- SHORT EXERCISE
Transcribe the entries below exactly; leave every image out.

Dataset items:

======

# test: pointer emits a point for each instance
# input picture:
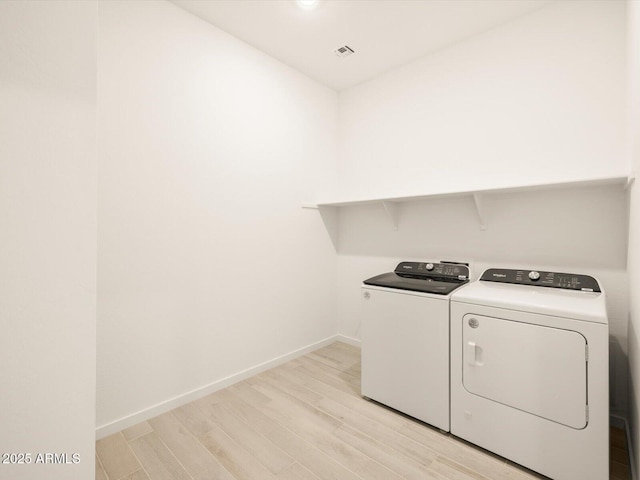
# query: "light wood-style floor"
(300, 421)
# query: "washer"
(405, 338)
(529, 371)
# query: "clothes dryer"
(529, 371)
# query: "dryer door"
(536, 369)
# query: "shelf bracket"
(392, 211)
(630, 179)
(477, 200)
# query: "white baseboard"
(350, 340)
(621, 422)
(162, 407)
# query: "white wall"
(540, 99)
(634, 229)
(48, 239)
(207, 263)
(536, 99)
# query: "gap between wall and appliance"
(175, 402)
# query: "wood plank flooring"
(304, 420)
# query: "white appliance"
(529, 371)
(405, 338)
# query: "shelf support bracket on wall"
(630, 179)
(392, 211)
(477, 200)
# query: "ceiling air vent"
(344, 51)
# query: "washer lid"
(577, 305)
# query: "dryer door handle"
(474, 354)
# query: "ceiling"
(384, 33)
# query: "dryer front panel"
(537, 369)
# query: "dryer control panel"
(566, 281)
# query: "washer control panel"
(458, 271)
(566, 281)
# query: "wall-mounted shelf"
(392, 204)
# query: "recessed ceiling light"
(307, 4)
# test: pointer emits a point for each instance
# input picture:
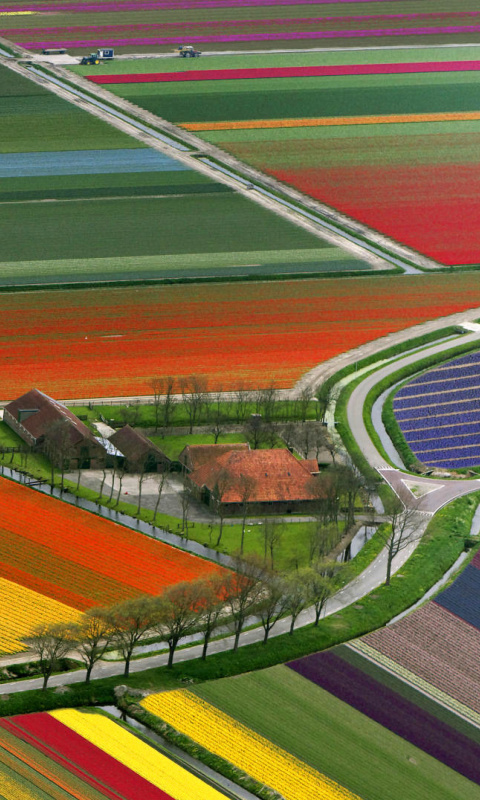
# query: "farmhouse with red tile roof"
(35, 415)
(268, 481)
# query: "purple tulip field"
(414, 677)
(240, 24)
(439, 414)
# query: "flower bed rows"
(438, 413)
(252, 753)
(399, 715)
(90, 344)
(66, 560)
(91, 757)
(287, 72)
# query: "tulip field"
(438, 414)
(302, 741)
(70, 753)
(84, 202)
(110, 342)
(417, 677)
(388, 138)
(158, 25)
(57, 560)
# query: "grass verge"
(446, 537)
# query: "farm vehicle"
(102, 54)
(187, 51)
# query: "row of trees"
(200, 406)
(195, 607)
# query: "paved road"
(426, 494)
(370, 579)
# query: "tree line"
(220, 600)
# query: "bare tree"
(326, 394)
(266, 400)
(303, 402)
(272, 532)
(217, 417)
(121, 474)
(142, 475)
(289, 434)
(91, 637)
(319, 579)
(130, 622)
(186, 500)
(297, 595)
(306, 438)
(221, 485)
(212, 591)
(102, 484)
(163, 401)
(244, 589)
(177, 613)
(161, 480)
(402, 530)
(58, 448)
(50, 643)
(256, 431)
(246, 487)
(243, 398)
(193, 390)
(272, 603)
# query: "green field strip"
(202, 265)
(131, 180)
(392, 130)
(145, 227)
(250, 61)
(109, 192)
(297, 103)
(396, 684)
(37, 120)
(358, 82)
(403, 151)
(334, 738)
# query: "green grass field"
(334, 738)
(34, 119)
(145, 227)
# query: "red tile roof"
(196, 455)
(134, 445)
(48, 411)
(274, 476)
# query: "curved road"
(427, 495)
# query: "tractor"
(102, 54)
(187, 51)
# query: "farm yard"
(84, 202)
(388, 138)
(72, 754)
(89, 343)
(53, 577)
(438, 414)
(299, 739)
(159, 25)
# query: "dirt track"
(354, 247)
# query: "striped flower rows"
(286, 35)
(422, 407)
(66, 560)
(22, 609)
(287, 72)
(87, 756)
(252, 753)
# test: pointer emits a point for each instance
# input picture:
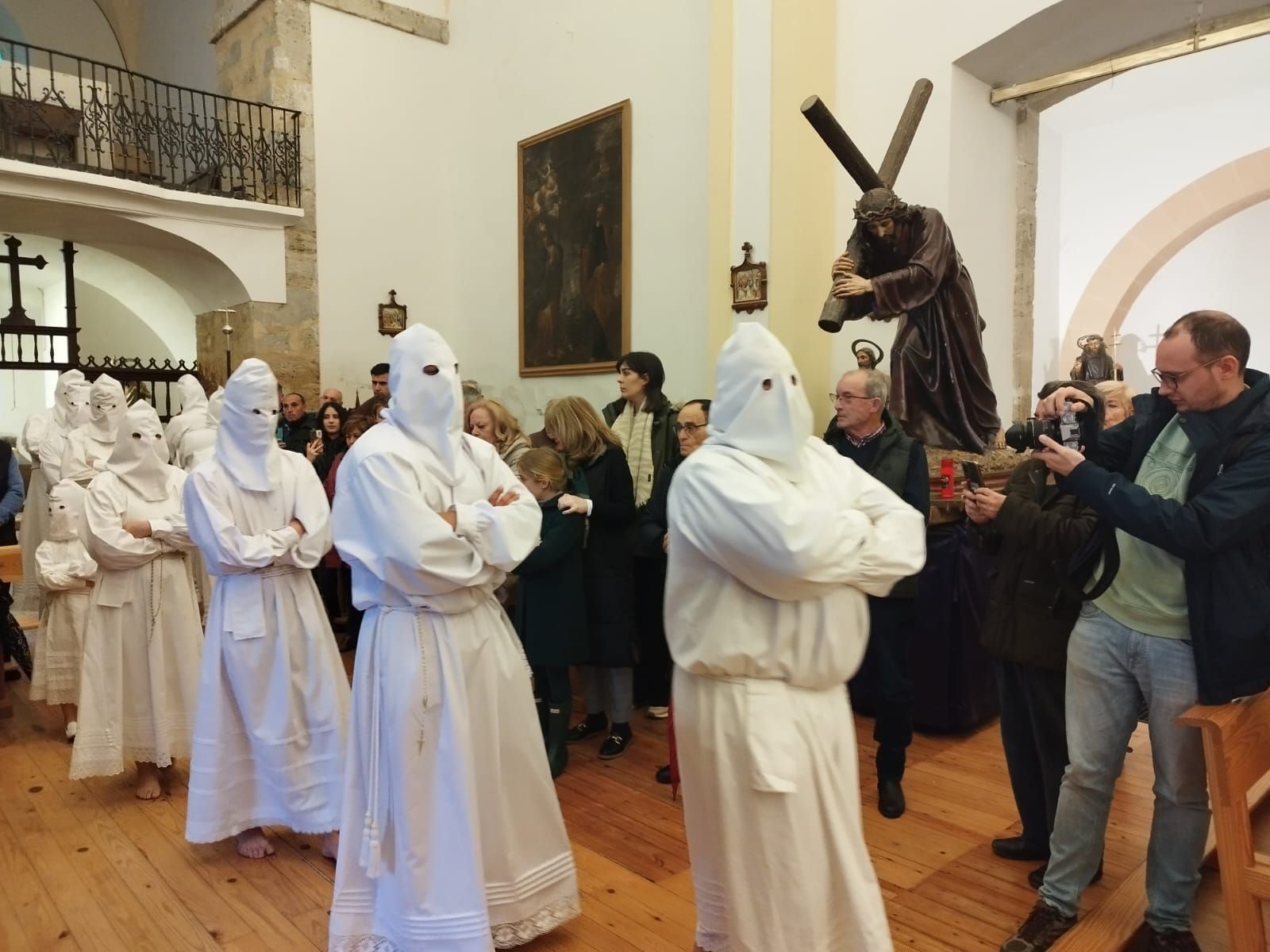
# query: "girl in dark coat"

======

- THE RESULT
# test: pointer emits a point for each instance
# input picture:
# query: "light wood-style floor"
(300, 421)
# query: "washer"
(405, 338)
(529, 371)
# query: "clothes dryer"
(529, 371)
# query: "dryer door"
(536, 369)
# query: "shelf bracket"
(392, 211)
(630, 179)
(477, 200)
# query: "white baseboard"
(350, 340)
(621, 422)
(162, 407)
# query: "white wall"
(540, 99)
(634, 229)
(48, 239)
(207, 263)
(536, 99)
# query: "gap between wall and appliance"
(175, 402)
# query: "wood plank flooring"
(304, 420)
# query: "white appliance"
(529, 371)
(405, 338)
# query: "shelf support bracket on wall"
(630, 179)
(392, 211)
(477, 200)
# query: "ceiling air vent"
(344, 51)
# query: "washer lid"
(577, 305)
# query: "dryer door handle"
(474, 354)
# query: "ceiling"
(384, 33)
# query: "dryer front panel"
(537, 369)
# query: "dryer control panel"
(566, 281)
# query: "washer control panel"
(458, 271)
(566, 281)
# query: "wall-mounted shelf"
(392, 204)
# query: "recessed ceiling light"
(307, 4)
# test: pointer emits a point for each instance
# input picture:
# query: "farmhouse with red tile roof"
(35, 415)
(268, 481)
# query: "purple tulip field"
(414, 677)
(240, 24)
(439, 414)
# query: "flower bed rows"
(438, 413)
(252, 753)
(399, 715)
(90, 344)
(66, 560)
(91, 757)
(287, 72)
# query: "tulip field"
(438, 414)
(302, 741)
(70, 753)
(84, 202)
(110, 342)
(417, 677)
(388, 138)
(158, 25)
(57, 560)
# query: "grass verge"
(446, 537)
# query: "farm vehicle"
(102, 54)
(187, 51)
# query: "row of trees"
(200, 406)
(195, 607)
# query: "paved road"
(426, 494)
(370, 579)
# query: "tree line"
(220, 600)
# query: "bare tree"
(326, 394)
(266, 400)
(303, 402)
(272, 532)
(217, 417)
(121, 474)
(142, 475)
(289, 434)
(91, 637)
(319, 579)
(130, 622)
(186, 500)
(297, 595)
(306, 438)
(221, 485)
(212, 591)
(102, 484)
(163, 401)
(244, 589)
(177, 613)
(161, 480)
(402, 530)
(58, 448)
(50, 643)
(256, 431)
(246, 487)
(243, 398)
(193, 390)
(272, 603)
# query: "green field strip"
(202, 265)
(131, 180)
(392, 130)
(145, 227)
(250, 61)
(109, 192)
(297, 103)
(396, 684)
(37, 120)
(358, 82)
(403, 151)
(334, 738)
# query: "green grass field"
(334, 738)
(34, 119)
(145, 227)
# query: "red tile roof"
(196, 455)
(134, 445)
(48, 411)
(274, 476)
# query: "curved road"
(427, 495)
# query: "tractor"
(102, 54)
(187, 51)
# query: "farm yard"
(84, 202)
(388, 138)
(72, 754)
(89, 343)
(53, 577)
(438, 414)
(299, 739)
(159, 25)
# query: "dirt track"
(354, 247)
# query: "striped flower rows"
(286, 35)
(422, 407)
(66, 560)
(22, 609)
(287, 72)
(87, 756)
(252, 753)
# test: pointer emits a point for each instance
# input picture:
# query: "girl in dark coat"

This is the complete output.